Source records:
>> start

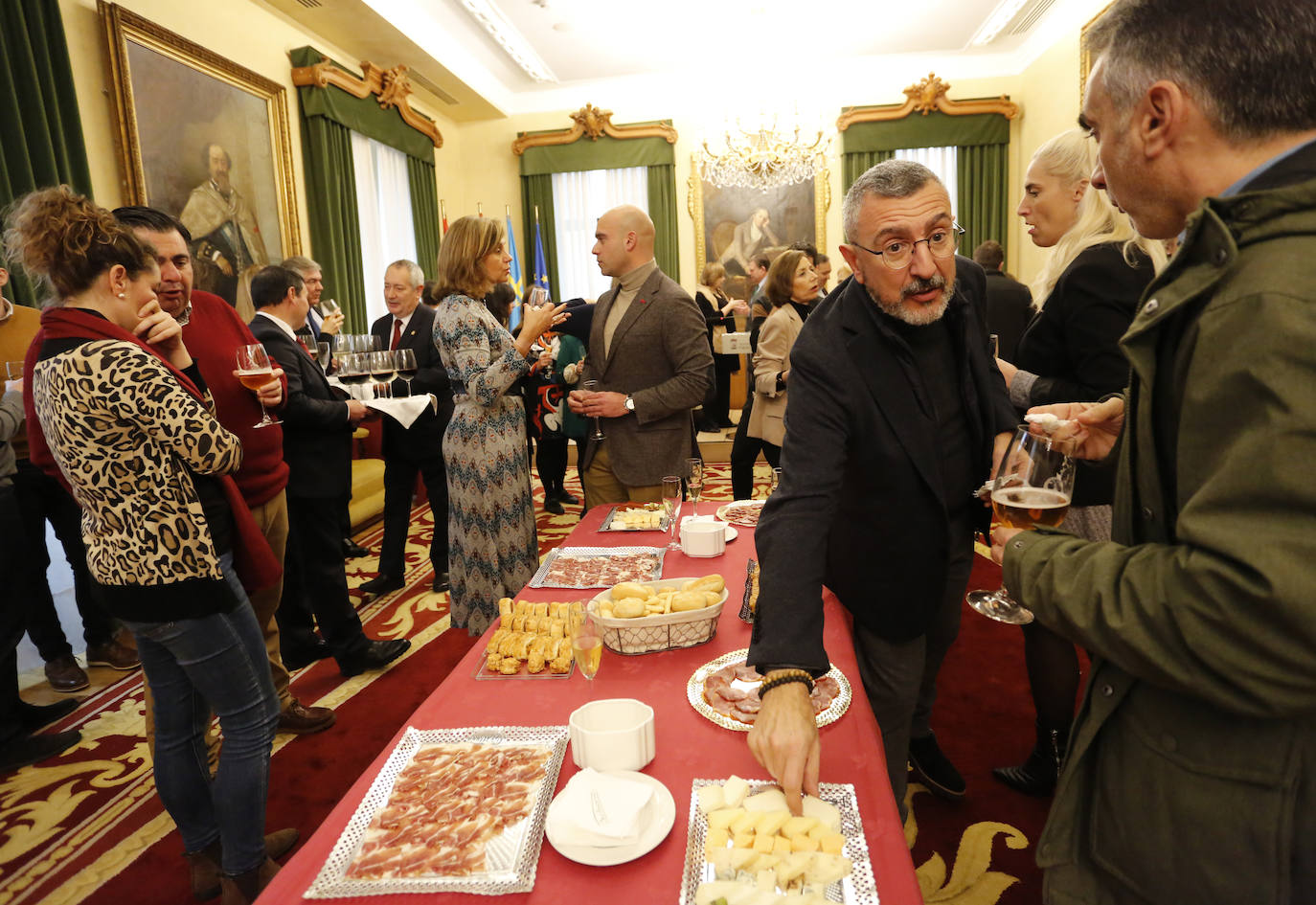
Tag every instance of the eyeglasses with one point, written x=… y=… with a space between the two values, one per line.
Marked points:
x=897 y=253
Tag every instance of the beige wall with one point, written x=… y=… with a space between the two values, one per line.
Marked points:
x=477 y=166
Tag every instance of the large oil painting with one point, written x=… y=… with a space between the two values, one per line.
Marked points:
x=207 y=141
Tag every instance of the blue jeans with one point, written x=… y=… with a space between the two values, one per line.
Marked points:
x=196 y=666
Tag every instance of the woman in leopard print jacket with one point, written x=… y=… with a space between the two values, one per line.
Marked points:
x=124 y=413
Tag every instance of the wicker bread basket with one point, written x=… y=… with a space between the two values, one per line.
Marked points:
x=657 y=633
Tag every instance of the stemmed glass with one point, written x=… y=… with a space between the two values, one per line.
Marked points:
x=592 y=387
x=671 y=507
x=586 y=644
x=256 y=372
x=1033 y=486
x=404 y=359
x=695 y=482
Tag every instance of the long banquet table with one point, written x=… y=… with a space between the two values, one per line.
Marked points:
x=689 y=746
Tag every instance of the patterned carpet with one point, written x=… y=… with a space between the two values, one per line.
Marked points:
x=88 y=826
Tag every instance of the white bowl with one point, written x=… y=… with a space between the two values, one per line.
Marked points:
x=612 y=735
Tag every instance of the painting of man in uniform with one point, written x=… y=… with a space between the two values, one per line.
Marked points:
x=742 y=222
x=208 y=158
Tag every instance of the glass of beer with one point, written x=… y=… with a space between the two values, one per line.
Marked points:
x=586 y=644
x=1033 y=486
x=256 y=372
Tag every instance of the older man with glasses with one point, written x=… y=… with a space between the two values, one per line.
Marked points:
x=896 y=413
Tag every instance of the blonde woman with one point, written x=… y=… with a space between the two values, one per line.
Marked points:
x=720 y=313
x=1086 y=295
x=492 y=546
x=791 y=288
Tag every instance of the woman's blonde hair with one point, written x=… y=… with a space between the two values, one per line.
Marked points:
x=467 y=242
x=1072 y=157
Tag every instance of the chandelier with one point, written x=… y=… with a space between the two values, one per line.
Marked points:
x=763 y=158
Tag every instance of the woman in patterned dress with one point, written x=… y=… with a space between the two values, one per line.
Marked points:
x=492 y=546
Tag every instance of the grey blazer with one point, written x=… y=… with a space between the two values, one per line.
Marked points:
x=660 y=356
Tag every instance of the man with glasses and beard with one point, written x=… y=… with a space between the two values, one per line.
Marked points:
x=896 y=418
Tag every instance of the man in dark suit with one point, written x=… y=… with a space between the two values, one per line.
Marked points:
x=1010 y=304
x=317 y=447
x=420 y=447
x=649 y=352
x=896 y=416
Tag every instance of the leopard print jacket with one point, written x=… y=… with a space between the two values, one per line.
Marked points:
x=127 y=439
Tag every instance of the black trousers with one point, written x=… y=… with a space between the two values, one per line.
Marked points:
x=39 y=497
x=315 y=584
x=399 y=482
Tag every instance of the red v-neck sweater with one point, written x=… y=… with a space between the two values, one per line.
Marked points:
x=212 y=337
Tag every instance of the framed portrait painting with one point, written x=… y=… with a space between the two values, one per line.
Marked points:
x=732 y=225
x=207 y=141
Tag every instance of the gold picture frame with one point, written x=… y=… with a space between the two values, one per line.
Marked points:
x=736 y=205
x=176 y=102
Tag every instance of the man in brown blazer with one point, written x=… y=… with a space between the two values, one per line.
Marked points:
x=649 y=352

>> end

Reproduce all of the items above, substituting "Labeled points" for every occurrence of "Marked points" and leaving everything else unchanged. Omit the pictures from your answer.

Tag every instance of the eyeglasses with one point, written x=… y=… with a space between the two values, one per line.
Labeled points:
x=897 y=253
Tag every instance of the beige wall with one point, written x=… y=… with a space between the two values, one per line.
Labeled points:
x=477 y=166
Tag every instance of the large oil painting with one point, written x=… y=… with a space between the two values, one per line.
Labeled points:
x=207 y=141
Tag every instance of the blue jeans with one point, written x=… y=… with a space between the two values, one per line.
Labeled points:
x=196 y=666
Tag every instance of the woman in leopard print jacket with one point, written x=… y=… with a space between the two values, one per line.
Labeled points:
x=124 y=413
Tag every instance of the wicker bread basket with one point, written x=… y=… with a space between the two values, one per line.
Labeled points:
x=657 y=633
Tag every instance of the stemmed glass with one point, written x=… y=… with a space between the two values, one per line.
Labeled points:
x=592 y=387
x=671 y=507
x=586 y=644
x=256 y=372
x=1033 y=486
x=404 y=359
x=695 y=482
Tag every instance of the long banquet table with one point, written x=… y=… with a space between the two values, one per line.
Labeled points:
x=689 y=746
Tag every instance of the patterned carpet with one point, written x=… y=… with a space between the two values, one per line.
Labeled points:
x=88 y=826
Tag every instance of the white bowl with one point, written x=… y=… with a space between the two values, one per line.
Labeled points:
x=612 y=735
Tag every instance of the painting of man in uniform with one point, written x=… y=… with a space between the two values, one per line.
Labeled points:
x=742 y=222
x=208 y=158
Tag every instance of the glass of beer with one point, written x=… y=… with a space between the two values, one per line.
Labeled points:
x=586 y=644
x=1033 y=486
x=256 y=372
Tag every instance of the older man with glasses with one point, written x=… y=… with a space between the two values, one per line.
Labeled points:
x=896 y=413
Tag every instance of the blonde woman with one point, written x=… y=… with a space between the two values, one per line.
Labeled points:
x=720 y=313
x=1086 y=295
x=492 y=546
x=791 y=288
Tag every instance of the woman's blonde hair with one point, written x=… y=… with a space between the two values, one per line.
Labeled points:
x=467 y=242
x=1072 y=157
Tag every instance of the chandelier with one point, written x=… y=… with a space between the two values, one per line.
Labeled points:
x=763 y=158
Tag every instance of the woman in patterned dress with one point, written x=… y=… with a space between the two values, one per line.
Labeled points:
x=492 y=546
Tag every instance of the grey blazer with one point, written x=… y=… with a space between the two values, one per line.
Labeled points:
x=660 y=356
Tag every instance of the man with glasses and beard with one point, written x=… y=… with a space between the two values, one per line.
Labeled points:
x=896 y=418
Tag every instance of the man in dark suit with one point, written x=… y=… with a space between the two values, one per line.
Labeled points:
x=1010 y=304
x=317 y=447
x=420 y=447
x=649 y=352
x=896 y=416
Tag every instance of the leopard print jacket with one point, written x=… y=… with a space between the two values, one per line.
Labeled points:
x=127 y=439
Tag every instance of the black trousers with one point, written x=… y=… with a space between the two values, one per line.
Labeled points:
x=39 y=497
x=315 y=584
x=399 y=482
Tag every instance of the red v-neck sweater with one point, written x=… y=… with a space between the two values, one per line.
Labeled points:
x=212 y=337
Tag every instance of the framed portrait painting with one point, written x=… y=… with a space between the two values, one per line.
Labeled points:
x=732 y=225
x=207 y=141
Tag every instance of the gold picture frame with one point, written x=… y=… with a space between the two values, one per line.
Labeled points:
x=736 y=205
x=176 y=102
Tag every instance of the man in brown blazer with one point, written x=… y=… with a space between the two values, one per line.
Labeled points:
x=649 y=352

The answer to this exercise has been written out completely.